• **EXERCISE INSTRUCTIONS**
Could you write out everything from the line containing "Objective — one pin per instance of the sky" down to the end of the rows below, requests included, but with every x and y coordinate in the answers multiplied by 0.2 and rounded to a whole number, halves rounding up? Leave out any rows before that line.

• **PROVIDED ENTRIES**
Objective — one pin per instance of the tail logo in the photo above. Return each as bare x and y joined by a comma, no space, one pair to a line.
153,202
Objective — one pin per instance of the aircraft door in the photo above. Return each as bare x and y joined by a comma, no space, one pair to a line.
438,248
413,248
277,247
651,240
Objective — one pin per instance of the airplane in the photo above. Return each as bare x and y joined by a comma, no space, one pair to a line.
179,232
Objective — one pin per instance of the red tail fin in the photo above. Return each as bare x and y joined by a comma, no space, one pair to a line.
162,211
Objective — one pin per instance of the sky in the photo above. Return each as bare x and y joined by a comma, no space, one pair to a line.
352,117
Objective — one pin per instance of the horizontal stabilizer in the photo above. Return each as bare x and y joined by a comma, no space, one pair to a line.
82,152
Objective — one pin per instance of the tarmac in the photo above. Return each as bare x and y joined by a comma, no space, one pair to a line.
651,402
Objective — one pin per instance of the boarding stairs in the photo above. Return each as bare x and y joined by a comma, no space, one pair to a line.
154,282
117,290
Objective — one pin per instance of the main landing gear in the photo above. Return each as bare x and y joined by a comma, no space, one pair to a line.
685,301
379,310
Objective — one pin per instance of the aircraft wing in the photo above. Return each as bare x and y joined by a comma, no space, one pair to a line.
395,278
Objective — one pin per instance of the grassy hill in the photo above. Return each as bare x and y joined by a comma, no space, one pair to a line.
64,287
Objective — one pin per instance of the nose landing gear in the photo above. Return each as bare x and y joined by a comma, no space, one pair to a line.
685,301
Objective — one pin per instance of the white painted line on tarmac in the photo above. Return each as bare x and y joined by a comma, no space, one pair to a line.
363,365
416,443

• **TASK ANSWER**
Objective — one pin per instance of the sky in the photo above. Return each as bare x and y joined by a comma, no space, one pair to a line.
70,23
Objective — one pin per instance of the horizontal stabilizer in the photo above. Return each as bare x and y joined by a comma, no space, one pair to a line.
16,30
Objective — one pin per instance of the tarmac in the photo above. Return each as bare x and y joined by a comma, no space, one pair to a line.
130,80
Objective — one pin per instance of the boarding stairs in the photo above. Return each as bare x and y joined by a comma, no space, one pair to a line.
31,56
23,58
Objective — one pin per instance of the main landing gear in the photo above. Return each as bare x and y joined by a comma, no space, one pair to a line.
137,60
76,62
Objective — one pin per instance of the aircraft wing in the photo above. Return each as bare x and y joined by a comma, no space, one pair to a line.
79,56
Objective — one pin per instance of the grassy hill in the photo above. Return each as bare x and y joined by a comma, no space, one pair to a line.
13,57
Objective — one pin per instance of the nose landing gear in the photo above. Return each as bare x and y joined by a comma, no space, one pair to a line.
137,60
Objective — one pin per instance of the white painted line on tarmac in the photo above. Return each as bare x and y joined by a comma, no space, one pair to a line.
73,73
83,89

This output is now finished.